+++ PROVIDED MATERIAL +++
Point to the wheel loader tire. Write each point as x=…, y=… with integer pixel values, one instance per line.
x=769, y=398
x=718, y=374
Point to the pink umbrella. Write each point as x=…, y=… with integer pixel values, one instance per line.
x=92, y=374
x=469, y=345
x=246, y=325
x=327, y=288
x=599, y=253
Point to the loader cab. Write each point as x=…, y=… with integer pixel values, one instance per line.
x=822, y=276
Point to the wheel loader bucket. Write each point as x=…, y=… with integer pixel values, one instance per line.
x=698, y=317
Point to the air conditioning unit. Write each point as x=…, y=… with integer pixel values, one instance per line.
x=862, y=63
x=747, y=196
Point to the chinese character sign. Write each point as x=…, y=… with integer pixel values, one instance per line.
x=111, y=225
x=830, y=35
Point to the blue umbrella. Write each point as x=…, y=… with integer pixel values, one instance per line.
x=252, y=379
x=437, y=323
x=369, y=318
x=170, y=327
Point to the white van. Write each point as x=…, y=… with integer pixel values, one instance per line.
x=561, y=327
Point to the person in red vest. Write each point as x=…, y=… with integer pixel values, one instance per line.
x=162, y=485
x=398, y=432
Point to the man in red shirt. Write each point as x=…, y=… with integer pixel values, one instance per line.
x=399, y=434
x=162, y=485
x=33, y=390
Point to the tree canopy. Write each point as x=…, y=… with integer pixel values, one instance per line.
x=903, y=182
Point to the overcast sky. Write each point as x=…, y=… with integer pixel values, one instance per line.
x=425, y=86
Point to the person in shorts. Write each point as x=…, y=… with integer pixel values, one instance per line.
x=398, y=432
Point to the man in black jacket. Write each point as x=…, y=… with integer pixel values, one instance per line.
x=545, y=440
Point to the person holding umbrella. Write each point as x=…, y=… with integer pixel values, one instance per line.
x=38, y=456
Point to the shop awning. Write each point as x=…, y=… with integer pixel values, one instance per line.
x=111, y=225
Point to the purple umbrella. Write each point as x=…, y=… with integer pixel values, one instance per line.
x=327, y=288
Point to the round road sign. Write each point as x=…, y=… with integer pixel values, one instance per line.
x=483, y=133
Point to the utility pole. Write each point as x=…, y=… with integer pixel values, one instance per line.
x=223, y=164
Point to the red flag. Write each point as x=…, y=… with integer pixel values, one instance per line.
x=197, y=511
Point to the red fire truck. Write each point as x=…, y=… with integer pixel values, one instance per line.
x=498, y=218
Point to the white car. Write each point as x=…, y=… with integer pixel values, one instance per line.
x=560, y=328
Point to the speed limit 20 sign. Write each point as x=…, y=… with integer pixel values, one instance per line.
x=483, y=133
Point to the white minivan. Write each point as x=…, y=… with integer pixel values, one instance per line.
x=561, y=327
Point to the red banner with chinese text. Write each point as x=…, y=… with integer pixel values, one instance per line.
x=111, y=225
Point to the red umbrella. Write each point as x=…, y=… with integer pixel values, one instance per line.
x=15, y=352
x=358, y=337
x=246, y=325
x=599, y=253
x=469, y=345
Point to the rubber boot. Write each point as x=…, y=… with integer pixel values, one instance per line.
+++
**WRITTEN INSTRUCTION:** Retype every row above word for word, in the same order and with each on its own line.

**SOLUTION FOR THIS EXERCISE:**
Point to the wheel loader tire. Write each point as x=…, y=… with integer pixel values, one instance per line.
x=769, y=398
x=718, y=374
Point to the pink umbrella. Write each point as x=…, y=… with integer pixel values, one instance per line.
x=92, y=374
x=469, y=345
x=246, y=325
x=327, y=288
x=599, y=253
Point to the loader cab. Write each point as x=…, y=… with integer pixel values, one instance per line.
x=822, y=276
Point to the wheel loader bucket. Write each point as x=…, y=… with integer pixel values, one instance per line.
x=698, y=317
Point to the air conditioning unit. Write each point as x=…, y=… with integer pixel values, one instance per line.
x=862, y=63
x=747, y=196
Point to the chinese character sign. Write each point as x=…, y=… with integer pixel values, one instance per line.
x=111, y=225
x=830, y=35
Point to the blue umbrella. Write each point as x=…, y=… with integer pixel values, one instance per line.
x=252, y=379
x=437, y=323
x=369, y=318
x=170, y=327
Point to the white van. Write each point as x=…, y=… with integer pixel values, one instance per line.
x=561, y=327
Point to the person in red vest. Write each point as x=…, y=… with integer pixel values, one instance per line.
x=162, y=485
x=398, y=432
Point to the man in red shirt. Write each point as x=…, y=… with integer pixel values, one instance per line.
x=399, y=434
x=162, y=485
x=33, y=390
Point to the tree canopy. Write each point as x=…, y=… with integer pixel values, one instance per line.
x=903, y=182
Point to the overcast sky. Write each point as x=…, y=… with integer pixel values, one instance per line.
x=425, y=86
Point to the person in shorts. Write each point as x=…, y=… with integer pixel values, one instance per line.
x=398, y=432
Point to the man in black jacket. Write each point as x=…, y=… with integer pixel values, one instance per line.
x=545, y=440
Point to the person holding umbrella. Write each point as x=…, y=… with integer pixel values, one instance per line.
x=38, y=456
Point to the shop awning. Write each point as x=…, y=… with integer pixel values, one instance per line.
x=111, y=225
Point to the purple umbrella. Write each point as x=…, y=… with integer pixel values, one instance per line.
x=327, y=288
Point to the round road sign. Write each point as x=…, y=… with integer pixel values, one instance per line.
x=483, y=133
Point to the utility pole. Write each point as x=…, y=… with integer pixel values, one instance per line.
x=223, y=164
Point to the red flag. Write each point as x=…, y=… with integer pixel values, one instance per line.
x=197, y=511
Point to the red fire truck. Write each point as x=…, y=… with integer pixel values, one instance per line.
x=498, y=218
Point to the white car. Write each point as x=…, y=… with integer pixel values, one instance per line.
x=560, y=328
Point to the speed limit 20 sign. Write each point as x=…, y=… with integer pixel values, one instance per line.
x=483, y=133
Point to the white minivan. Write each point as x=…, y=… with integer pixel values, one instance per line.
x=561, y=327
Point to the red banner with chinese text. Write each point as x=…, y=… with integer pixel values, one instance per line.
x=111, y=225
Point to the red umbrella. Write each point as x=…, y=… with integer pixel values, one instance per line.
x=15, y=352
x=358, y=337
x=246, y=325
x=599, y=253
x=469, y=345
Point to the rubber boot. Write each point as x=…, y=… with integer pixel values, one instance per line.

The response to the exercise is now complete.